═══ SOURCE DATA

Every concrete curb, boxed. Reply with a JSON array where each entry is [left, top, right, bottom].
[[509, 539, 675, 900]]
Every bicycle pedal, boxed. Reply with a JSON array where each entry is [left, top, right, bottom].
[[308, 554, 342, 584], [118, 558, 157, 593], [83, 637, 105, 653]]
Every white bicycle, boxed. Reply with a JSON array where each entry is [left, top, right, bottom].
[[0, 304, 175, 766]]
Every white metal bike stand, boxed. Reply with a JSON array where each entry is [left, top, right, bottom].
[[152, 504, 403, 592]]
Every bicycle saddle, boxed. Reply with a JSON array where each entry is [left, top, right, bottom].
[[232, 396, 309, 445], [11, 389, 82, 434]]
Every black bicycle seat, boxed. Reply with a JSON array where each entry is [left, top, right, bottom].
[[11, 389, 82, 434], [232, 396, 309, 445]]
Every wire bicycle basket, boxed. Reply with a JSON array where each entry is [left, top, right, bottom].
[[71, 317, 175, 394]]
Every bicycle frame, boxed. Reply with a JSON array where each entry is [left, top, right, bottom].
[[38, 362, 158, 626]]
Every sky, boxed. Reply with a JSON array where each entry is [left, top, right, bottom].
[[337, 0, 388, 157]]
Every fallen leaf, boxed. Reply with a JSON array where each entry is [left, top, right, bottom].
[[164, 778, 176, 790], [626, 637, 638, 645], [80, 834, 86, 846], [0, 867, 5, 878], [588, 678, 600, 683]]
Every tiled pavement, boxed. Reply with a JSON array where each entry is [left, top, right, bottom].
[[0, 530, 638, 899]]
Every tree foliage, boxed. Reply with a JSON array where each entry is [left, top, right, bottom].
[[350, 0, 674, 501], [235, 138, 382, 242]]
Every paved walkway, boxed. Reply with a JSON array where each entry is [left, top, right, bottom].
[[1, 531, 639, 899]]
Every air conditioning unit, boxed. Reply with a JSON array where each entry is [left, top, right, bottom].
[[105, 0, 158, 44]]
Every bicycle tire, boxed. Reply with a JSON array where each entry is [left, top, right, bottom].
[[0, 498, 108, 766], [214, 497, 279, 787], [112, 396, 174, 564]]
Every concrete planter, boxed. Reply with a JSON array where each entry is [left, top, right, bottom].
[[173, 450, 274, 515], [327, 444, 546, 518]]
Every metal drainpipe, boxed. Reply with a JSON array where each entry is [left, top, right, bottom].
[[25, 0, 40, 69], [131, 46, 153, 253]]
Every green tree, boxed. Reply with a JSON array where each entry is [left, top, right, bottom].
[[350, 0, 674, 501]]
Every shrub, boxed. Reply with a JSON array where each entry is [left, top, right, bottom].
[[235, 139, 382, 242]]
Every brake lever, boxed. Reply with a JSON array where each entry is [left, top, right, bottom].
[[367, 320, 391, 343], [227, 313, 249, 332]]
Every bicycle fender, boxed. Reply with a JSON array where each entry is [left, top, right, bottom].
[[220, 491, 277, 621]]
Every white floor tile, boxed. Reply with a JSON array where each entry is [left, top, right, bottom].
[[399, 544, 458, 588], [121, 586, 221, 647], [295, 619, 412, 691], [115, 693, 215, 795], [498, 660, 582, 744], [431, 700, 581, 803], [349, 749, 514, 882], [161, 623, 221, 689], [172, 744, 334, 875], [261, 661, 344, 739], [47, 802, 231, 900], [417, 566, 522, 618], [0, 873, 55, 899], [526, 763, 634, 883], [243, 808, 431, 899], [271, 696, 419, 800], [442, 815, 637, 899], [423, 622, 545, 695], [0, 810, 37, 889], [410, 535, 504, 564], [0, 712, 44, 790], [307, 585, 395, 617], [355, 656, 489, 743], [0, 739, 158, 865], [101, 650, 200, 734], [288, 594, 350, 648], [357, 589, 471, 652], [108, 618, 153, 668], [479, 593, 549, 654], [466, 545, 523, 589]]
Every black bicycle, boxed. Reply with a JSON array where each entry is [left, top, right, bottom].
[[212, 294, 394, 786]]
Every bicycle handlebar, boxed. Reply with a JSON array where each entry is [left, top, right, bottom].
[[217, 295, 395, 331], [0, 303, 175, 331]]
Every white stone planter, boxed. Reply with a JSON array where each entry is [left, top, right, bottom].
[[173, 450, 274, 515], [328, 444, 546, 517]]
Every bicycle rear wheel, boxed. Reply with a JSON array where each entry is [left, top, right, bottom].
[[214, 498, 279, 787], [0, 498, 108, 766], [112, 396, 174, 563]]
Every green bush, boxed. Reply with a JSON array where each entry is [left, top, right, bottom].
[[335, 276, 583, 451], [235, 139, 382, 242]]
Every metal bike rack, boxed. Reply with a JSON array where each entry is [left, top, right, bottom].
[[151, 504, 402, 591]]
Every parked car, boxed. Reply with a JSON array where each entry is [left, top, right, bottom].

══════

EXERCISE INSTRUCTIONS: Repeat the entries word for word. Skip none of them.

ANSWER BOX:
Every concrete curb, boxed. Reply with a JSON array where each entry is [left, top, right, bottom].
[[509, 539, 675, 900]]
Every bicycle pedal, boxed. Reply with a JSON array where each entry is [left, top, right, bottom].
[[308, 554, 342, 584], [118, 558, 157, 593], [83, 637, 105, 653]]
Every white bicycle, boxed. Reply with a JSON array where each entry is [left, top, right, bottom].
[[0, 304, 175, 766]]
Every white metal bike stand, boxed. Reply with a JSON array where each entry is [left, top, right, bottom].
[[152, 504, 403, 592]]
Every bicycle saddle, boxed. Reply with a JSON array where each entry is [left, top, right, bottom].
[[232, 396, 309, 445], [11, 389, 82, 434]]
Every black bicycle seat, boxed. Reply with a JSON array where each entry is [left, top, right, bottom].
[[11, 389, 82, 434], [232, 396, 309, 445]]
Every wire bicycle basket, boxed. Reply with a JSON array where each entry is [left, top, right, bottom].
[[71, 317, 175, 394]]
Every bicycle frame, boxed. Reply with a JSON array where each entry is [left, top, right, bottom].
[[38, 362, 158, 626]]
Every sky, boxed. Reply with a JSON array where each entry is [left, top, right, bottom].
[[337, 0, 388, 157]]
Every fallen leaf, boxed. Reply with a JSON array where each entry is [left, top, right, bottom].
[[164, 778, 176, 790], [626, 637, 638, 645], [80, 834, 86, 846], [0, 867, 5, 878], [588, 678, 600, 683]]
Every tiled pavement, boxed. Reply with a JSON array where each entry is [left, top, right, bottom].
[[0, 530, 638, 899]]
Every tree foliage, boxed. Reply with a JSON array where each entry is [left, top, right, bottom].
[[350, 0, 674, 501], [235, 138, 382, 242]]
Every paved walkway, boxed. Reply with a JSON array where each entry is [left, top, right, bottom].
[[1, 531, 639, 899]]
Every air conditioning unit, boxed. Reply with a JSON array where each entry is [left, top, right, bottom].
[[105, 0, 158, 44]]
Every bicycle tire, boxed. Reply with a JSON array where each entry is [left, top, right, bottom].
[[0, 498, 108, 766], [214, 497, 279, 787], [112, 396, 174, 564]]
Every concrete planter, boxed. Reply with a JSON array where each entry is [left, top, right, bottom].
[[173, 450, 274, 515], [327, 444, 546, 518]]
Every metal drainpipe, boxed. Reply with a JSON array where each entry is [left, top, right, bottom].
[[25, 0, 40, 69], [131, 46, 153, 253]]
Every green tree, boxed. Reply with a JSON array where each entry is [left, top, right, bottom].
[[350, 0, 674, 501]]
Every shrub, boxed. Reply with a JSON array where each entry is [left, top, right, bottom].
[[235, 139, 382, 242]]
Every brake lever, boxed. Reply with a JSON array where each entry is [left, top, right, bottom].
[[367, 320, 391, 343], [227, 313, 249, 332]]
Every bicycle fender, boxed. Reply with a JSON array where each entry is [left, top, right, bottom].
[[220, 491, 277, 621]]
Every white floor tile, boxed. Reply with a JSON array where each entry is [left, top, right, bottom].
[[399, 544, 458, 588], [121, 586, 221, 647], [295, 619, 412, 691], [115, 693, 215, 795], [498, 660, 582, 744], [431, 700, 581, 803], [349, 749, 514, 882], [161, 623, 221, 689], [172, 744, 334, 875], [261, 661, 344, 739], [47, 802, 231, 900], [417, 566, 522, 618], [0, 873, 55, 899], [526, 763, 634, 883], [243, 808, 431, 899], [271, 696, 419, 800], [442, 815, 637, 899], [423, 622, 545, 695], [0, 810, 37, 889], [410, 535, 504, 564], [0, 712, 44, 790], [307, 585, 395, 617], [355, 656, 489, 743], [0, 739, 158, 865], [101, 650, 200, 734], [288, 594, 350, 648], [357, 589, 471, 652], [108, 618, 153, 668], [479, 593, 549, 654], [466, 545, 523, 589]]
Every black bicycle, boxed. Reply with a JSON array where each entry is [left, top, right, bottom].
[[212, 294, 394, 786]]
Every bicycle handlebar, boxed. Reply with a JSON array where each entry is [left, top, right, bottom].
[[217, 295, 395, 331], [0, 303, 175, 331]]
Every white stone planter, boxed. Reply with a JSON array where each entry is [left, top, right, bottom].
[[173, 450, 274, 515], [328, 444, 546, 517]]
Every bicycle rear wheel, boxed. Reply with a JSON array where each entry is [left, top, right, bottom].
[[214, 498, 279, 787], [0, 498, 108, 766], [112, 396, 174, 563]]
Every green bush, boxed. Reply with a JSON array where each entry is [left, top, right, bottom].
[[335, 276, 583, 451], [235, 139, 382, 242]]
Every metal bike rack, boxed. Reply with a JSON array where each entry is [left, top, right, bottom].
[[151, 504, 402, 591]]
Every parked car, boxed. Reply with a JSON array where each entry is [left, top, right, bottom].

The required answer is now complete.